### Requirement A
In the passage about inference compute and AI agent evaluation, how is AlphaCode's accuracy measured?
### Requirement B
Carry on the passage about inference compute and AI agent evaluation, starting right after its last sentence.

### Supplied passage
────

On some tasks, there is seemingly no limit to the amount of inference compute that can improve accuracy. Google Deepmind’s AlphaCode, which improved accuracy on automated coding evaluations, showed that this trend holds even when calling LLMs millions of times.

The accuracy of AlphaCode on coding tasks continues to improve even after making a million calls to the underlying model (the different curves represent varying parameter counts). Accuracy is measured by how often one of the top 10 answers generated by the model is correct.

A useful evaluation of agents must therefore ask: What did it cost? If we don’t do cost-controlled comparisons, it will encourage researchers to develop extremely costly agents just to claim they topped the leaderboard.

In fact, when we evaluate agents that have been proposed in the last year for solving coding tasks, we find that visualizing the tradeoff between cost and accuracy yields surprising insights.

────

### Given data
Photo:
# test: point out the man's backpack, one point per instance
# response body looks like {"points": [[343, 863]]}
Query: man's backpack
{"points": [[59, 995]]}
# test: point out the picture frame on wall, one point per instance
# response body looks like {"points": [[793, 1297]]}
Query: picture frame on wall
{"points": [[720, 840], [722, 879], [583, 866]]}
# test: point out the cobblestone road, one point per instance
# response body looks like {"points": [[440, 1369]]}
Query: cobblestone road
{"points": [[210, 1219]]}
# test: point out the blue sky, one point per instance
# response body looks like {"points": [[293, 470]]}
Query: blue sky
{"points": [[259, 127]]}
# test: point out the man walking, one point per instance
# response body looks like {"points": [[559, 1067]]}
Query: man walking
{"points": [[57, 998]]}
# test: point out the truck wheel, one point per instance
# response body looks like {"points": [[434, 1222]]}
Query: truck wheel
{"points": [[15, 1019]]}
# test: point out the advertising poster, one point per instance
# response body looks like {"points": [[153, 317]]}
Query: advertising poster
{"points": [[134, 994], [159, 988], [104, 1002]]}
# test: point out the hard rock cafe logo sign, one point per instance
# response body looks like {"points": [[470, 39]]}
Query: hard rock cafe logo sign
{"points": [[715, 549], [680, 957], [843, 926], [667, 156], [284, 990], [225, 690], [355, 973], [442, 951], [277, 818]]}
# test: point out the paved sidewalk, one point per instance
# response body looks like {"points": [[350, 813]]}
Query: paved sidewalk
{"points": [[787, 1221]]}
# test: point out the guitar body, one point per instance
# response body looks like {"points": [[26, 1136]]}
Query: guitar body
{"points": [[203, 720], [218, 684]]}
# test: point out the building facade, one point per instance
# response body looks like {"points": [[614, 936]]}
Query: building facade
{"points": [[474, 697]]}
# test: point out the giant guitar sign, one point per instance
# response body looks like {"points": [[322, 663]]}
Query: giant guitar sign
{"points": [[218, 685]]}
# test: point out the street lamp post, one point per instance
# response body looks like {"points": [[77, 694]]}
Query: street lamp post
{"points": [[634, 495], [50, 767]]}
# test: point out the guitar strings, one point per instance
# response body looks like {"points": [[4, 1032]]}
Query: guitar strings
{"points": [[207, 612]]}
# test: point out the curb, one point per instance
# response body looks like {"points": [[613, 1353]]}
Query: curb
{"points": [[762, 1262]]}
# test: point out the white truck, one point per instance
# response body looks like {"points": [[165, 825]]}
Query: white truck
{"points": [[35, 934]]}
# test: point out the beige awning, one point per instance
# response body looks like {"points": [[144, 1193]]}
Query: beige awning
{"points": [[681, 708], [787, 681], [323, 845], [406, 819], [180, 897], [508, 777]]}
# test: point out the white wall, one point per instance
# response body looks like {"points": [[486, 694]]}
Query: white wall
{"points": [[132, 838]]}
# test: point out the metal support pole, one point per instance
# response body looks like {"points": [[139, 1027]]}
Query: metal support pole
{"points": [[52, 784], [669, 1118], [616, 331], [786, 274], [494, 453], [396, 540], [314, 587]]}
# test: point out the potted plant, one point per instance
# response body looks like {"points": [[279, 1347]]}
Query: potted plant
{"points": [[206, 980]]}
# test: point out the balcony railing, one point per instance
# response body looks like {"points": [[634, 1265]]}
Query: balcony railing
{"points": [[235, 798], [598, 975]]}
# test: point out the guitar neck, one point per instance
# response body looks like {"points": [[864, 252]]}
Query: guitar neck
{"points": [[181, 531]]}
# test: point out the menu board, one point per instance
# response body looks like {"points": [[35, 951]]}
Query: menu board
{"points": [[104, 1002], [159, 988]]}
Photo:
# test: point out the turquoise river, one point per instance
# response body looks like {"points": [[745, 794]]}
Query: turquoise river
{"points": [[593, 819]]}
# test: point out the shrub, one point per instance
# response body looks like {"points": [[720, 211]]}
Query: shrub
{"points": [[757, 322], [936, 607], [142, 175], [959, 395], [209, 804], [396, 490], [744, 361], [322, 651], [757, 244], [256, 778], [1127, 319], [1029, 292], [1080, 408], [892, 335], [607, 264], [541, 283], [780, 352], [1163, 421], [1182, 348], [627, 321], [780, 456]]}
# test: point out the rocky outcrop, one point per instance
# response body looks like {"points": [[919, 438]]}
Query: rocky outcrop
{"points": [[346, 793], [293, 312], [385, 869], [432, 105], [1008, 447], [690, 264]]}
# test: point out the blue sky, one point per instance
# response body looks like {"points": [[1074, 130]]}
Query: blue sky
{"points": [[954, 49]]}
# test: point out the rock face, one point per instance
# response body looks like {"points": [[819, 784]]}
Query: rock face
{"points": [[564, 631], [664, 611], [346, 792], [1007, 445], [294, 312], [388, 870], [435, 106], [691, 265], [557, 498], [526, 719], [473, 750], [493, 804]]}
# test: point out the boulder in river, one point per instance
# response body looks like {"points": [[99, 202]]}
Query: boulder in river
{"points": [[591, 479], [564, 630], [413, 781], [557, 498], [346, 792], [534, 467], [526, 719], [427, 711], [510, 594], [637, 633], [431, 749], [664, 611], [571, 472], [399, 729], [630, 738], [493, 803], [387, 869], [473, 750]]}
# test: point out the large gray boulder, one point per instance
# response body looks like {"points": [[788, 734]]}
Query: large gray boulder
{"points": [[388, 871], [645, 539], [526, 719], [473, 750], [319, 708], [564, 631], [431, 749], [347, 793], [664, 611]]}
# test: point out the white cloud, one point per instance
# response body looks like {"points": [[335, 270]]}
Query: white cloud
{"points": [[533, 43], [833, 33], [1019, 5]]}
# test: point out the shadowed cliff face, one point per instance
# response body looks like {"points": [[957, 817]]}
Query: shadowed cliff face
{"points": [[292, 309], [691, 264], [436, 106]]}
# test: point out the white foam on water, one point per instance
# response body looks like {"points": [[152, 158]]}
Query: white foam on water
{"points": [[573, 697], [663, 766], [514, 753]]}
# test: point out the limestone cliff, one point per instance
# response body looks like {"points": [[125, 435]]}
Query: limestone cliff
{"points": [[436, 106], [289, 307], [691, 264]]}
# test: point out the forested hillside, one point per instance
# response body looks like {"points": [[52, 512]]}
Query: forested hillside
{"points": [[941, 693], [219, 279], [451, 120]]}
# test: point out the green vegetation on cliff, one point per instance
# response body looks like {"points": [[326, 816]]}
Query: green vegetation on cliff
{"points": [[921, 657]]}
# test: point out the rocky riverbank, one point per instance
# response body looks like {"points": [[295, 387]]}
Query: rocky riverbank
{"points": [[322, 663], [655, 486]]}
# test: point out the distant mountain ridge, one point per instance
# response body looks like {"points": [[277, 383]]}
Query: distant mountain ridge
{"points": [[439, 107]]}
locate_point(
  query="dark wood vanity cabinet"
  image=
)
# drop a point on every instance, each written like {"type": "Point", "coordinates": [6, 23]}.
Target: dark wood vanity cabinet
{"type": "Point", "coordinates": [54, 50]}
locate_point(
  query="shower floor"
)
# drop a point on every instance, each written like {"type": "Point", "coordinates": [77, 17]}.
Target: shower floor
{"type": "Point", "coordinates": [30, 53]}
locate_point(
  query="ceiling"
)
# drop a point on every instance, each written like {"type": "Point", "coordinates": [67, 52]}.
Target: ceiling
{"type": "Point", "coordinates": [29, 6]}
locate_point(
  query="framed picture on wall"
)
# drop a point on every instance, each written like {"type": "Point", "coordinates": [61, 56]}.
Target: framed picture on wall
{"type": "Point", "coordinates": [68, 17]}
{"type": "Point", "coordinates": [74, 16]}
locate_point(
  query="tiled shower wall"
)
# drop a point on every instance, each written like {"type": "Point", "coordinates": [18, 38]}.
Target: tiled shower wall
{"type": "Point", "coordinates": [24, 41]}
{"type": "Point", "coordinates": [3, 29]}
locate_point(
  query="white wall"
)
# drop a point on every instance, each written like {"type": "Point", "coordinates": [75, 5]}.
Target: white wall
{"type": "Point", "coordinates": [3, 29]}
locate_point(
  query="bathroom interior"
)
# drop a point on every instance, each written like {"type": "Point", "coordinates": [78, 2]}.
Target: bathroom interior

────

### Answer area A
By how often one of the top 10 answers the model generates is correct.

### Answer area B
We re-evaluated the accuracy of three agents that have been claimed to occupy top spots on the HumanEval leaderboard: LDB, LATS, and Reflexion. We also evaluated the cost and time requirements of running these agents.

These agents rely on running the code generated by the model, and if it fails the test cases provided with the problem description, they try to debug the code, look at alternative paths in the code generation process, or “reflect” on why the model’s outputs were incorrect before generating another solution.

In addition, we calculated the accuracy, cost, and running time of a few simple baselines:

GPT-3.5 and GPT-4 models (zero shot; no agent architecture)

Retry: We repeatedly invoke a model with the temperature set to zero, up to five times, if it fails the test cases provided with the problem description. Retrying makes sense because LLMs aren’t deterministic even at temperature zero.

Warming: This is the same as the retry strategy, but we gradually increase the temperature of the underlying model with each run, from 0 to 0.5. This increases the stochasticity of the model and, we hope, increases the likelihood that at least one of the retries will succeed.

Escalation: We start with a cheap model (Llama-3 8B) and escalate to more expensive models (GPT-3.5, Llama-3 70B, GPT-4) if we encounter a test case failure.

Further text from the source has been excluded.